Required work —
Reproduce each of the following rows word for word, with nothing changed.

_ _ _

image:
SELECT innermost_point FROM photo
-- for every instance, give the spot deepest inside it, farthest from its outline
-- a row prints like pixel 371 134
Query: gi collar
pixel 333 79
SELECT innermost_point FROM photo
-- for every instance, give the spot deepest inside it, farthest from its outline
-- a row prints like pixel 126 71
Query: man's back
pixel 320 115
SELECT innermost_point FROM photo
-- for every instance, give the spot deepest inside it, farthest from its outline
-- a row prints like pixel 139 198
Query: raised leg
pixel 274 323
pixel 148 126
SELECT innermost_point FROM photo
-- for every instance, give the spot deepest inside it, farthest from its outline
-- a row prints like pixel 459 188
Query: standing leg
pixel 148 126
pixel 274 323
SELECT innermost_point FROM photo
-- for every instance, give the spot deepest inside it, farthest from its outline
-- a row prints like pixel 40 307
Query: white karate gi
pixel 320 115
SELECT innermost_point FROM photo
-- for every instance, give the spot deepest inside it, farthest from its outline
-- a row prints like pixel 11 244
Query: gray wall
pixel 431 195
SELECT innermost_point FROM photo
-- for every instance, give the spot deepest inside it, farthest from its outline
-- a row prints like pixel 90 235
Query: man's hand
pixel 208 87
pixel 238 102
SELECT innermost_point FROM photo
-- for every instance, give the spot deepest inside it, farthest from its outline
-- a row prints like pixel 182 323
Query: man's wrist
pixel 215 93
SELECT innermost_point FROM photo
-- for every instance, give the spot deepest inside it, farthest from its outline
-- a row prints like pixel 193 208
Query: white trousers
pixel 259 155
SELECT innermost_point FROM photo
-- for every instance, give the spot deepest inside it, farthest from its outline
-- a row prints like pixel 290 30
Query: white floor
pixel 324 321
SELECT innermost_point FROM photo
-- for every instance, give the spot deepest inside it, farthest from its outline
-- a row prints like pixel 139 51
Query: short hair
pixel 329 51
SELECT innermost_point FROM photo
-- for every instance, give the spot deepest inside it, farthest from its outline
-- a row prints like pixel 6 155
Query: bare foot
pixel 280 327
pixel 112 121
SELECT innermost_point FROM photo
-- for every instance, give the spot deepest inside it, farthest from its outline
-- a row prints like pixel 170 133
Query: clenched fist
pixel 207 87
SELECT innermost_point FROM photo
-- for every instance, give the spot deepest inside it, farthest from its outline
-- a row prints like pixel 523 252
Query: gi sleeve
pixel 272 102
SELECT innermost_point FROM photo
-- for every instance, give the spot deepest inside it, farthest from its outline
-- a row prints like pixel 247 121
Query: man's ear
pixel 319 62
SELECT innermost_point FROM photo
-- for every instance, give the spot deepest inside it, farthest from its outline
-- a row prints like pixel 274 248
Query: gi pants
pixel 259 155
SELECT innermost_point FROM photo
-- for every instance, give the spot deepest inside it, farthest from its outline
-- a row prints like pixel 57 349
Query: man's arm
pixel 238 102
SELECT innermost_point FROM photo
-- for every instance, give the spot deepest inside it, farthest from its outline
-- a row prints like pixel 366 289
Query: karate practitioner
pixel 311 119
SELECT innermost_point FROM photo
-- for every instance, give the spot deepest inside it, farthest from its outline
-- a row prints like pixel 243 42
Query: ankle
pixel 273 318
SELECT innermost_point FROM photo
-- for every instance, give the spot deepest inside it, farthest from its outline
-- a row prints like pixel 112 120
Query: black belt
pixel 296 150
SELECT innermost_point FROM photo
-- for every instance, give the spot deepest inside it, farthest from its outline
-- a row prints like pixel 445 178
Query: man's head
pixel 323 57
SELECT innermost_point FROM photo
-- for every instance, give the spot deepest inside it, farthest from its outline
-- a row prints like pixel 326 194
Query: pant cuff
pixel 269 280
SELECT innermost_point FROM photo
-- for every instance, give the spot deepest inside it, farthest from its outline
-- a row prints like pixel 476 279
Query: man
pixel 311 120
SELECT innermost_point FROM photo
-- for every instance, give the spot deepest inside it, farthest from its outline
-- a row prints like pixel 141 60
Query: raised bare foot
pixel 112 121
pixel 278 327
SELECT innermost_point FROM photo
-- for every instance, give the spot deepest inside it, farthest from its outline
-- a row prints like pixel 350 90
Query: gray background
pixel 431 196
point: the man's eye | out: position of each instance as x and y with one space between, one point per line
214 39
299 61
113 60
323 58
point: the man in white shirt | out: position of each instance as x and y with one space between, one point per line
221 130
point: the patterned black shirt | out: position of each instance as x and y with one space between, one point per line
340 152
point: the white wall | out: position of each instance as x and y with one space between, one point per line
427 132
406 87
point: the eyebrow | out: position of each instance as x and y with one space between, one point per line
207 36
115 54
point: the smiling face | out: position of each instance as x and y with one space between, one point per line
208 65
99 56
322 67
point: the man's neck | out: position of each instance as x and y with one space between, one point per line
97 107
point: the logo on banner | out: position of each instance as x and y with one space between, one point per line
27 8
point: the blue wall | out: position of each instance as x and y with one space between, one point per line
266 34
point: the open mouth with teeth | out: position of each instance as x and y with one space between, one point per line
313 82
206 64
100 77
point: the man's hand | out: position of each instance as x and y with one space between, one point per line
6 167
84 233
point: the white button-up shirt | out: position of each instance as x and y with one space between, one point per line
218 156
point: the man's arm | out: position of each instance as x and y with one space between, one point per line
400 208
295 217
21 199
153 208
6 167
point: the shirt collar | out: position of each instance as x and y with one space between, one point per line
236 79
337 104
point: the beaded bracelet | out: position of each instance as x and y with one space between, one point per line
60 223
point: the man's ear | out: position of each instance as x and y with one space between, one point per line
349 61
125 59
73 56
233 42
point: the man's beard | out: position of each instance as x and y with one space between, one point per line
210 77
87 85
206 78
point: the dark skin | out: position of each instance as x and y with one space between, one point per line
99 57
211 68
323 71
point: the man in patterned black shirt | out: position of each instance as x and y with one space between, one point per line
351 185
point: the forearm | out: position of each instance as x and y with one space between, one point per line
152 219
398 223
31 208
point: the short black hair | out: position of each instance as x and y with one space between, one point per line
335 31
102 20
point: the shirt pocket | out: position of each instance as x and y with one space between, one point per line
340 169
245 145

_ _ _

Task result —
image:
SELECT innermost_point FROM photo
-- for every instance, give the spot deepest inside it, farthest from its outline
-- a row prints like pixel 371 134
Query: gi collar
pixel 333 79
SELECT innermost_point FROM photo
-- for every instance, give the spot deepest inside it, farthest from its outline
-- a row prints like pixel 126 71
Query: man's back
pixel 320 115
SELECT innermost_point FROM photo
-- for every instance, give the spot deepest inside it, farthest from its outline
-- a row prints like pixel 139 198
Query: raised leg
pixel 274 323
pixel 148 126
SELECT innermost_point FROM photo
-- for every instance, give the spot deepest inside it, farthest from its outline
-- a row prints like pixel 459 188
Query: standing leg
pixel 148 126
pixel 274 323
SELECT innermost_point FROM photo
-- for every instance, give the spot deepest inside it, farthest from its outline
-- a row prints like pixel 40 307
Query: white karate gi
pixel 320 115
SELECT innermost_point FROM photo
-- for every instance, give the spot deepest inside it, farthest from its outline
-- a row prints like pixel 11 244
Query: gray wall
pixel 431 195
SELECT innermost_point FROM photo
-- for every instance, give the spot deepest inside it, farthest from its outline
-- a row prints like pixel 90 235
Query: man's hand
pixel 208 87
pixel 238 102
SELECT innermost_point FROM photo
-- for every instance, give the spot deepest inside it, farthest from its outline
-- a row prints like pixel 182 323
Query: man's wrist
pixel 215 93
SELECT innermost_point FROM photo
-- for every instance, give the spot deepest inside it, farthest from its outline
-- a row prints like pixel 193 208
Query: white trousers
pixel 259 155
SELECT innermost_point FROM photo
-- for every instance, give the spot deepest inside it, farthest from its outline
-- a row prints like pixel 290 30
Query: white floor
pixel 324 321
SELECT innermost_point FROM photo
-- for every instance, give the spot deepest inside it, farthest from its outline
-- a row prints like pixel 139 51
Query: short hair
pixel 329 51
SELECT innermost_point FROM photo
-- for every instance, give the spot deepest inside it, farthest from its outline
-- a row prints like pixel 6 155
Query: bare foot
pixel 280 327
pixel 112 121
SELECT innermost_point FROM photo
-- for every instance, give the spot deepest inside it, farthest from its outline
-- a row prints like pixel 170 133
Query: clenched fist
pixel 207 87
SELECT innermost_point FROM photo
-- for every instance, give the spot deepest inside it, farthest from its outline
-- a row prints like pixel 523 252
Query: gi sleeve
pixel 272 102
SELECT innermost_point FROM photo
-- for every instance, give the spot deepest inside it, farthest from its outline
-- a row prints like pixel 247 121
Query: man's ear
pixel 319 62
SELECT innermost_point FROM photo
-- for every instance, give the spot deepest inside it, farthest from its outline
-- a row prints like pixel 274 248
Query: gi pants
pixel 259 155
SELECT innermost_point FROM photo
-- for every instance, give the spot deepest inside it, farthest from its outline
-- a row prints like pixel 57 349
Query: man's arm
pixel 238 102
SELECT innermost_point FROM photo
-- for every instance, give the spot deepest inside it, farthest from its outline
-- a row prints like pixel 366 289
Query: karate practitioner
pixel 311 119
SELECT innermost_point FROM photo
-- for every instance, give the spot deepest inside it, farthest from its outline
-- a row prints like pixel 243 42
Query: ankle
pixel 273 318
SELECT innermost_point FROM photo
-- for every instance, give the spot deepest inside it, farthest from its outline
-- a row prints like pixel 112 120
Query: black belt
pixel 296 150
SELECT innermost_point FROM photo
-- for every instance, give the spot deepest inside it, farthest from its outline
-- a row prints like pixel 445 178
Query: man's head
pixel 323 57
SELECT innermost_point FROM photo
-- for every instance, give the spot deepest inside it, farthest from its outline
-- a row prints like pixel 326 194
Query: pant cuff
pixel 269 280
SELECT innermost_point FROM photo
-- for every instance, give the spot deepest inside it, farthest from its outline
-- a row prints like pixel 476 279
Query: man
pixel 311 120
SELECT innermost_point FROM photo
-- for every instance, give the spot deepest inside it, farthest from its outline
-- a row prints like pixel 141 60
Query: raised bare foot
pixel 112 121
pixel 278 327
SELECT innermost_point FROM photo
-- for every instance, give the spot deepest inside it, farthest from its outline
-- a row prints like pixel 350 90
Query: gray background
pixel 431 196
point: the man's eye | out: position of each instance as x and y with one space between, one point per line
214 39
299 61
113 60
323 58
point: the man in white shirt | out: position of each instance as x and y with one space between, one point per line
221 130
point: the patterned black shirt | out: position of each instance as x and y with one space between, one point per line
340 152
point: the white wall | out: position of each instance as x and y with one space between, one point per line
427 132
406 87
point: the eyebrow | out: position of each instance as x and y with one space between, one point per line
207 36
115 54
point: the smiling face | out: position of each instance as x and y with one space between, one point per line
208 65
99 56
322 67
point: the man's neck | out: position of each instance as x and y with one space between, one point per line
97 107
point: the logo on banner | out: position of each instance as x and y with one space between, one point per line
27 8
point: the blue wall | out: position of each instance as x and y with one space between, one point per line
266 34
point: the open mouth with teeth | out: position of each instance as x and y with one space between, one point per line
313 82
206 64
100 77
point: the man's hand | out: position of each instance as x and y with one space between, one point per line
6 167
84 233
point: the white button-up shirt | out: position of each instance as x and y with one space between, one point per line
218 156
point: the man's arm | out: position of each instance as x and y with one space between, one point per line
400 208
295 217
21 199
153 208
6 167
point: the shirt collar | out: position of each instance as x and y with one space between, one point per line
236 79
337 104
point: the beaded bracelet | out: position of each instance as x and y with one space between, one point per line
60 223
point: the man's ear | out: position of each instance as x and y with one space between, one point per line
349 61
125 59
73 56
233 42
point: the man's beard | out: position of each instance as x and y with one space between, one point per line
210 77
87 85
206 78
point: the dark skin | out: position of each instance as x and y with one space between, one point per line
99 57
211 68
323 71
point: the man in patterned black shirt | out: position of each instance as x and y with one space between, one point per line
351 185
point: the forearm | out: position of each instance as x and y with one space between, one point per line
152 219
398 223
31 208
point: the short black hair | out: position of each instance as x and y with one space between, one point per line
335 31
102 20
point: the shirt pocket | out: position of each instance as x and y with one space between, one point per line
340 169
245 145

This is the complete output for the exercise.